DOCUMENT TEXT
--- --- ---

How much would you be willing to pay in money and blood not to be ruled under religious or Sharia law? That's what this is really about. There is no problem believing whatever they want to religiously but there is a major problem when a religion's leaders also want to make and enforce laws, in effect supplanting secular authority. Sharia is a throwback to medieval times, 700 years, and is particularly brutal. There are no rules regarding physical evidence and all someone has to do is testify to cause one to be convicted and punished. Punishments are extremely harsh, even as to manner of carrying out a death sentence. And women are treated very unfairly.

3) Can it be achieved more indirectly?

No. I hate to say this but we and NATO are fighting a religious war in the region. Religion has caused more wars and more grief than it is worth. Its 2009 and we are still at it. I wouldn't be surprised if Russia joins in on our side.

A significant side issue:

Saudi Arabia's King Abdullah has decided to name a woman as deputy minister of education and is signalling a move away from religious fundamentalism and Sharia.

An expert on girls' education became Saudi Arabia's first woman minister on Saturday as part of a wide-ranging cabinet reshuffle by King Abdullah that swept aside several bastions of ultra-conservatism.

Nora bint Abdullah al-Fayez, a US-educated former teacher, was made deputy education minister in charge of a new department for female students, a significant breakthrough in a country where women are not allowed to drive.

"This is an honour not only for me but for all Saudi women. In the presence of a comprehensive operational team, I believe I'll be able to face challenges and create positive change," she told Arab News. Fayez said she would study the state of girls' education in Saudi Arabia before commenting on the task before her.

--- --- ---

Data entries:
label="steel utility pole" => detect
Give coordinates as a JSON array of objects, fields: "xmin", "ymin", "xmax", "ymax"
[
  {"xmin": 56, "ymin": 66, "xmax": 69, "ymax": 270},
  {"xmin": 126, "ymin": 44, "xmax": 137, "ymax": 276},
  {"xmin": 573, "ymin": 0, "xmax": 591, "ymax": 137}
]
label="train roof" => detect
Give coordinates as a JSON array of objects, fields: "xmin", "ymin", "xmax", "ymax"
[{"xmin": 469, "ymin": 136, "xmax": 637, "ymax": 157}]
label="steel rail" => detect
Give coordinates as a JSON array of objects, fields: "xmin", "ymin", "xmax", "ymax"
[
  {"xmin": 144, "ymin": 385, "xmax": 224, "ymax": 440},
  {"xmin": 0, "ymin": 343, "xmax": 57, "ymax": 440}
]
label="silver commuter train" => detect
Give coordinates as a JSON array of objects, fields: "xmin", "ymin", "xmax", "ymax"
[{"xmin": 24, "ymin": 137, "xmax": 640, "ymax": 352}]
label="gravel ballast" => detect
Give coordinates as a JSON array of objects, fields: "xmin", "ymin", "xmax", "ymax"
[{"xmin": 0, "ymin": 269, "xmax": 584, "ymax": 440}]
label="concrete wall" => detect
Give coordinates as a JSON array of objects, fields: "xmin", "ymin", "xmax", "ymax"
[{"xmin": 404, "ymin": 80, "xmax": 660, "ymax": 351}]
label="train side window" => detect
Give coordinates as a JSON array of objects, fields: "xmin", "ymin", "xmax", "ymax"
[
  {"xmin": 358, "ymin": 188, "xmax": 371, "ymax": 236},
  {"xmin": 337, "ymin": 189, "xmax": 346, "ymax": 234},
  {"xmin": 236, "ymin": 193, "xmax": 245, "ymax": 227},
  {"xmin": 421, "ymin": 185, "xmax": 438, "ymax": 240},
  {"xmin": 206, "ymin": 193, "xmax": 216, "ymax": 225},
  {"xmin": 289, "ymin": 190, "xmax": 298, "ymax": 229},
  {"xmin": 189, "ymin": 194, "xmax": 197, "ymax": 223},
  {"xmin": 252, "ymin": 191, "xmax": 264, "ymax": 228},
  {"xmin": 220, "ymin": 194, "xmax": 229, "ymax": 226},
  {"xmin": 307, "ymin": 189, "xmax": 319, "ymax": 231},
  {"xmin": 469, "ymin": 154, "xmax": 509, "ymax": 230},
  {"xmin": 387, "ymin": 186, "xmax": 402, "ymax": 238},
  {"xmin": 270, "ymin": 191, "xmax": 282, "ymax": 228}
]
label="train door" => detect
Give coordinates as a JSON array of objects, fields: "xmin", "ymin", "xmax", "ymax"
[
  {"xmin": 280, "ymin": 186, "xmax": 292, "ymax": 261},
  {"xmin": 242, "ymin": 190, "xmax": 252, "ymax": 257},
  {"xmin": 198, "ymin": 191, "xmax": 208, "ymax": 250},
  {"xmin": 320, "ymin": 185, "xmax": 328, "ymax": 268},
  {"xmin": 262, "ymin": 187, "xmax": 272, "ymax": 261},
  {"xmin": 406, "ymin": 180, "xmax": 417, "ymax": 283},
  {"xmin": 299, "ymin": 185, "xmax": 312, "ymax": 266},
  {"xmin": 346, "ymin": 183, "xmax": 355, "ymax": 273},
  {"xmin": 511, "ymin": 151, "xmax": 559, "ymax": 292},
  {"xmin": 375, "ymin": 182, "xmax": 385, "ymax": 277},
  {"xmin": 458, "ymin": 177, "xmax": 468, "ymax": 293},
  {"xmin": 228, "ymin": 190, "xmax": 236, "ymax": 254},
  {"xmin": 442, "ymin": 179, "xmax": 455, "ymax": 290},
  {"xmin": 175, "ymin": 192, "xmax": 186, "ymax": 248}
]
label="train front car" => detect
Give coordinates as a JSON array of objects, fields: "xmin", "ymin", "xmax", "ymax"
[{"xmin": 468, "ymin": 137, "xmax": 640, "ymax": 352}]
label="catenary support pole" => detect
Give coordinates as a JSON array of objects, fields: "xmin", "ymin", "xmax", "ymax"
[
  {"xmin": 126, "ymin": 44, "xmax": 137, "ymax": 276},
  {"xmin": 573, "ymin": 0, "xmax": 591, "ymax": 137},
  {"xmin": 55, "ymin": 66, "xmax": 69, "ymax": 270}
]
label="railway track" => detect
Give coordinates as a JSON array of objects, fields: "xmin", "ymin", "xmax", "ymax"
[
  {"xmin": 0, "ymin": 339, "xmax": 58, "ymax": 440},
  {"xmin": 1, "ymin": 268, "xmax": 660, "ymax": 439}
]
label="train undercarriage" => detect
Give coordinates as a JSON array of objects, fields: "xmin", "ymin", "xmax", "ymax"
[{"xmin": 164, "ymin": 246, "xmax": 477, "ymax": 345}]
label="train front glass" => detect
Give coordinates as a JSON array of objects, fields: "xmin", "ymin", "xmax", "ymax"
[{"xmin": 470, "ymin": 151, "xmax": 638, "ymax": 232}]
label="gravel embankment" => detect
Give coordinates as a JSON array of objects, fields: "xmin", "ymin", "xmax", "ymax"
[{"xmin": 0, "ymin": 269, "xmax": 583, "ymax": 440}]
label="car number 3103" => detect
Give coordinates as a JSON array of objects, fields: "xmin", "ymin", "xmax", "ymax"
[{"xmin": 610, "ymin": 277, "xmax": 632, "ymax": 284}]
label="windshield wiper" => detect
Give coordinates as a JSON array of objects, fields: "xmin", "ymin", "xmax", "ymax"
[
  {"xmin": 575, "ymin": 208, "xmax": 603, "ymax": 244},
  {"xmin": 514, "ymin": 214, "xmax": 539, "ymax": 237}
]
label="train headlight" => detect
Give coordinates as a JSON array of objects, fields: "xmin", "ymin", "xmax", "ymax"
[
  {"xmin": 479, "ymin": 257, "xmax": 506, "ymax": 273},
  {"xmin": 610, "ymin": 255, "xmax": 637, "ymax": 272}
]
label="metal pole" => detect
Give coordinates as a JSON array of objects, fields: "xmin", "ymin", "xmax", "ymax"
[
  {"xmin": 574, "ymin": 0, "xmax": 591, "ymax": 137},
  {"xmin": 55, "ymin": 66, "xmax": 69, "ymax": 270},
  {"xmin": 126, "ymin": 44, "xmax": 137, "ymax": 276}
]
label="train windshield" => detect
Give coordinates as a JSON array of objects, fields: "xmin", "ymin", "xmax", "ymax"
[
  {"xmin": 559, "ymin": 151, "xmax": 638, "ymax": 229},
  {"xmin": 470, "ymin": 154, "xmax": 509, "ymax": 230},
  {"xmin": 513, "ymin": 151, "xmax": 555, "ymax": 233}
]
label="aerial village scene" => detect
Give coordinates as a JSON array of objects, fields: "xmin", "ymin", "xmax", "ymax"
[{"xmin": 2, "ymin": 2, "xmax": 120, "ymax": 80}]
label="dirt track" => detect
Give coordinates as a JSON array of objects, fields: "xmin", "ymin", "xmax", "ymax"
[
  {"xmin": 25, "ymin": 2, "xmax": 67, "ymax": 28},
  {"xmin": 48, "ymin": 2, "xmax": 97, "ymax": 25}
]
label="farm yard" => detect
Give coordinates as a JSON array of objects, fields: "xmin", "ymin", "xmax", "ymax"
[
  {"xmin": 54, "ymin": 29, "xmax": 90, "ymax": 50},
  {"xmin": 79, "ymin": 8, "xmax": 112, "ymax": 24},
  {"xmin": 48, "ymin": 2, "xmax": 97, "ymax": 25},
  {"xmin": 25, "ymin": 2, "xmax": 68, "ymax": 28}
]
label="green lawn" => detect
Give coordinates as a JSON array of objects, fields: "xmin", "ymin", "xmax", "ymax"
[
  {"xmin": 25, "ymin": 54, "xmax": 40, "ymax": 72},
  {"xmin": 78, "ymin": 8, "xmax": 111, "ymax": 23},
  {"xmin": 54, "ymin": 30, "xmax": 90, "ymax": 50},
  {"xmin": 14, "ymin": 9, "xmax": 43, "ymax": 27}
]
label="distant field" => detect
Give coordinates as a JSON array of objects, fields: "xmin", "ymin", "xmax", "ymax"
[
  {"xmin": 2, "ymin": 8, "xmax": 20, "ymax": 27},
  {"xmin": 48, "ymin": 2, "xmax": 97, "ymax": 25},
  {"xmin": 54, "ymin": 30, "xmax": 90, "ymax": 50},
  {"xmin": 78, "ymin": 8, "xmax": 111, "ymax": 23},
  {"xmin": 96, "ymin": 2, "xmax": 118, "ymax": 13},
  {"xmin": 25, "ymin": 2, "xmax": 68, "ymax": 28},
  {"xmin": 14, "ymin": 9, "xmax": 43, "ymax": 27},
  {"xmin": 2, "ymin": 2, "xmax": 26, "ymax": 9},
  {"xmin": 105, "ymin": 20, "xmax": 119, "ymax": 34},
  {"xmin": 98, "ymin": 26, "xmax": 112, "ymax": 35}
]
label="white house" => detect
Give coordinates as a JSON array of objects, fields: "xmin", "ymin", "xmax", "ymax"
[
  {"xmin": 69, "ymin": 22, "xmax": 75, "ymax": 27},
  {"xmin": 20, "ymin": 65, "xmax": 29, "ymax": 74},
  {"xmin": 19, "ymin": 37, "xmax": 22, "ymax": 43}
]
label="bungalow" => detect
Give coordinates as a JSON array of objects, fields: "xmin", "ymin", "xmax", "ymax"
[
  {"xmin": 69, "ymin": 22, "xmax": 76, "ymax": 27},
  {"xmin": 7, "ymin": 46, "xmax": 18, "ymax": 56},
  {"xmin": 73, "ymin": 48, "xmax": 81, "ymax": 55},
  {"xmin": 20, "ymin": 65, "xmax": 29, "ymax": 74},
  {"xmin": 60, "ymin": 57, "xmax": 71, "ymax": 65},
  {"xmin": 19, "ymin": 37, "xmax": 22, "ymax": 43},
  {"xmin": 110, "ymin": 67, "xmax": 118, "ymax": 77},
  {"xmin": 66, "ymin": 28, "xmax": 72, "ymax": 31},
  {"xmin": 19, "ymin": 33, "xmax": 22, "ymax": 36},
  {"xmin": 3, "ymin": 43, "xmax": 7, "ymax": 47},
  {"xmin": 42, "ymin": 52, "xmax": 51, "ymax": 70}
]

--- --- ---

SHORT TASK
Reproduce the text on Sharia law, starting with "Nora bint Abdullah" and going on through "task before her.", with "Arab News" renamed to "reporters". The rows are separate material and are unrelated to the text.

ANSWER TO THIS EXERCISE
Nora bint Abdullah al-Fayez, a US-educated former teacher, was made deputy education minister in charge of a new department for female students, a significant breakthrough in a country where women are not allowed to drive.

"This is an honour not only for me but for all Saudi women. In the presence of a comprehensive operational team, I believe I'll be able to face challenges and create positive change," she told reporters. Fayez said she would study the state of girls' education in Saudi Arabia before commenting on the task before her.